Во второй половине 1917 года вышло распоряжение властей: уволить с фронта солдат, достигших сорокалетнего возраста. В октябре 1917 года мне исполнилось 40 лет. Мне объявлено было освобождение. Оставалось только получить проездные документы и лететь на крыльях радости. Радость и печаль чередовались в моём сердце. Радость освобождения и свидание с дорогим моим семейством, а печаль разлуки с дорогим для меня духовным семейством. Я послал весть на позицию о том, что приду последний раз в субботу к вечеру. И мы все, 22 человека, собрались в поле во рву. Там, в святом общении, я давал последние наставления моей маленькой, дорогой для меня паствы. В последний раз отвечал им на вопросы, и мы много и горячо молились. Так провели мы в общении 24 часа. А в воскресенье вечером я пошёл в Кочануку, и все братья пошли меня провожать. Дорога шла лесом. В Австрии была ранняя осень. Казалось, небывалая тишина была в этот незабываемый благословенный вечер. Небо было чистое, лазурное и казалось, смотрело с высот своих на нас с любовью и тихой грустью.
Я предложил Фёдору Морозову остаться со мною на несколько минут, а братьям сказал: «Идите тихонько, мы вас догоним». Свернувши с дороги, я предложил Морозову вместе со мной помолиться за Семёна Марина. Он был с нами в общении от начала, но вслух не открывал ещё уст своих для молитвы. В молитве мы увлеклись и провели времени больше, чем я предполагал. Встав с колен, мы пошли догонять братьев. А братья видя, что мы замешкались, остановились подождать нас. Вот об этой то-остановке мне и хочется писать и говорить, и всю остальную жизнь вспоминать. Место, где они остановились, было за изгибом дороги и имело небольшую лужайку. Догоняя их, мы услышали пение. Вследствие дивной тишины резонанс усиливался, разносясь по лесу. Когда мы вышли из-за кустов, скрывающих их, то взору моему предстала такая картина. 20 солдат стояли на коленях с обнажёнными головами и взорами, возведёнными к небу. Они с умилением и верою пели хвалу Богу. Недавно грубые и дикие русские мужики, пришедшие сюда убивать людей, ныне же преображённые умом и сердцем, преображенные Словом Божьим через мои немощные уста, стали новой тварью и подобно ангелам небесным пели:
Таков как есмь, во имя крови
За нас пролитой на кресте,
Во имя Божьих призываний,
Христос, я прихожу к Тебе.
Таков как есмь, слепой и бедный,
Добра не находя в себе,
За верой зреньем и прощеньем,
Христос, я прихожу к Тебе.
Таков как есмь, меня Ты примешь,
Дашь жизнь, спасенье, мир Твой, мне.
К Тебе я прихожу, Спаситель,
Дай мне Тебя познать вполне.
Таков как есмь, Твоей любовью
Низвергнул Ты преграды все,
Я Твой от ныне и навеки.
Христос, я прихожу к Тебе!

(Порядок выполнения):
- A) Процитируйте извлечённый текст от слов «Таков как есмь, слепой» до слов «Тебя познать вполне.» включительно.
- B) Сколько человек собрались в поле во рву, согласно извлечённому тексту?

(Предоставленные материалы):

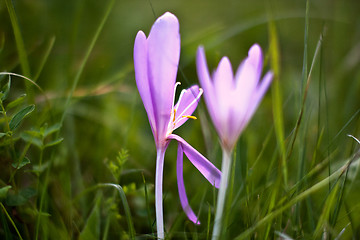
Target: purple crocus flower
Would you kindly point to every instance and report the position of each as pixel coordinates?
(231, 102)
(156, 60)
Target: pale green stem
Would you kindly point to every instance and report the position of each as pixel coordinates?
(225, 169)
(158, 192)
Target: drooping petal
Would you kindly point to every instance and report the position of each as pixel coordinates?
(181, 187)
(206, 168)
(183, 106)
(141, 76)
(163, 59)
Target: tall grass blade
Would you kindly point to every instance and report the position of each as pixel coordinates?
(18, 39)
(86, 58)
(11, 221)
(278, 114)
(323, 183)
(45, 58)
(125, 205)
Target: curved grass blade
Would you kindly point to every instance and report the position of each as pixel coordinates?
(125, 205)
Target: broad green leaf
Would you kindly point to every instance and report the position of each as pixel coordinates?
(25, 161)
(3, 191)
(19, 116)
(55, 142)
(16, 102)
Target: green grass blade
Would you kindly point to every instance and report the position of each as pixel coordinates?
(86, 57)
(323, 183)
(45, 58)
(18, 39)
(278, 114)
(11, 221)
(125, 205)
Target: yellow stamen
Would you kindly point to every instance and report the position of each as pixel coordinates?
(191, 117)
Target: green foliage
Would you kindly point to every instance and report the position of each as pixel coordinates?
(77, 155)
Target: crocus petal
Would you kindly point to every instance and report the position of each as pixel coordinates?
(206, 168)
(247, 78)
(259, 94)
(189, 96)
(209, 91)
(141, 75)
(163, 60)
(224, 85)
(181, 187)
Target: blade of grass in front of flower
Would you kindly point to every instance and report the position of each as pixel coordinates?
(315, 188)
(230, 195)
(147, 204)
(125, 205)
(278, 114)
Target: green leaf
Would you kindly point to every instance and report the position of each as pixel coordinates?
(2, 134)
(3, 191)
(55, 142)
(2, 42)
(16, 102)
(19, 116)
(25, 161)
(5, 90)
(91, 231)
(33, 137)
(21, 197)
(54, 128)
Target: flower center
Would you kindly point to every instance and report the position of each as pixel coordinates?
(174, 116)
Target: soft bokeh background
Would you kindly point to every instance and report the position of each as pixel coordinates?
(106, 120)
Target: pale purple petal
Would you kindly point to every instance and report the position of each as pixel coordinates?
(187, 98)
(224, 85)
(206, 168)
(259, 94)
(163, 60)
(209, 91)
(141, 75)
(247, 78)
(181, 187)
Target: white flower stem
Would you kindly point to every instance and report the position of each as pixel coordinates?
(158, 192)
(225, 169)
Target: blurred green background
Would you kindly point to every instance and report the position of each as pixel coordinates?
(106, 121)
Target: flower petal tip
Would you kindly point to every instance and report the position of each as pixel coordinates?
(168, 17)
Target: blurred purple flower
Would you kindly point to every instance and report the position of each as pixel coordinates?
(156, 60)
(232, 100)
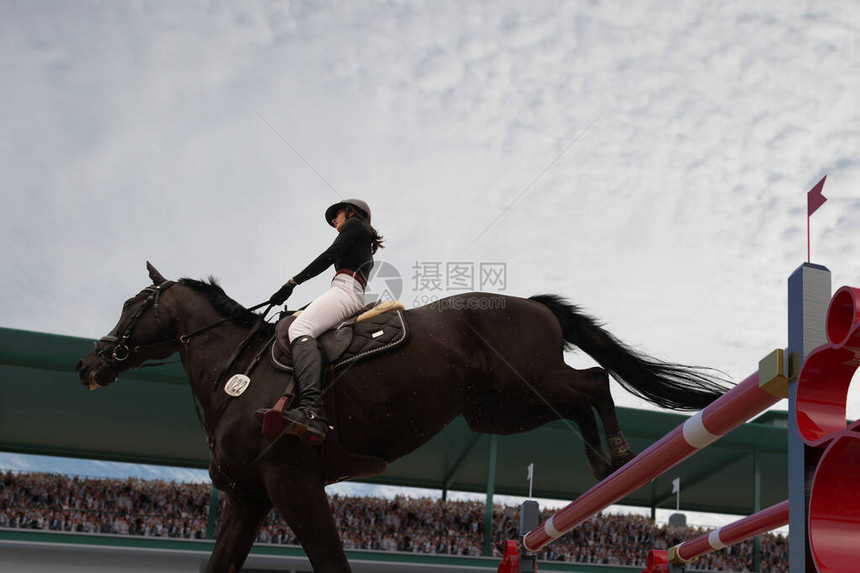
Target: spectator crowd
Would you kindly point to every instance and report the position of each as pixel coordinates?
(156, 508)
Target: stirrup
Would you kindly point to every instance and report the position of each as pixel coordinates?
(306, 425)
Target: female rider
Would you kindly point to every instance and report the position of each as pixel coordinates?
(352, 255)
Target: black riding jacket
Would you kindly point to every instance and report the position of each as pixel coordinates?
(350, 250)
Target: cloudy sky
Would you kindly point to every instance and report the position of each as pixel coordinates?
(650, 161)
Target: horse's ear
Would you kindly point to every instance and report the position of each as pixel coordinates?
(156, 276)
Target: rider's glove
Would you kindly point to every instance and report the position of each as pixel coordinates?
(283, 294)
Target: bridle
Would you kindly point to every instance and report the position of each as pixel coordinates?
(121, 350)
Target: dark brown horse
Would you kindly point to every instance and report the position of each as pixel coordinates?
(497, 360)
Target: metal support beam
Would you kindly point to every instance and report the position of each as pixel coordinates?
(448, 480)
(491, 486)
(756, 508)
(809, 293)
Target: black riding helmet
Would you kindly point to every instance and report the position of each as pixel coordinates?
(361, 208)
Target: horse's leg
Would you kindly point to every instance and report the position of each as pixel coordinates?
(601, 398)
(585, 388)
(300, 498)
(239, 527)
(583, 415)
(593, 386)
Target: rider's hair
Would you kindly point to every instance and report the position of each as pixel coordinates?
(377, 239)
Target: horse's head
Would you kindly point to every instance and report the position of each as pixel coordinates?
(142, 333)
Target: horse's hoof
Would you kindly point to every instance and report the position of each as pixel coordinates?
(313, 434)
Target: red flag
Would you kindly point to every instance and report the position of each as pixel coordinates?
(814, 199)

(Ответы по заданиям):
- A)
Таков как есмь, слепой и бедный,
Добра не находя в себе,
За верой зреньем и прощеньем,
Христос, я прихожу к Тебе.
Таков как есмь, меня Ты примешь,
Дашь жизнь, спасенье, мир Твой, мне.
К Тебе я прихожу, Спаситель,
Дай мне Тебя познать вполне.

- B) 22 человека.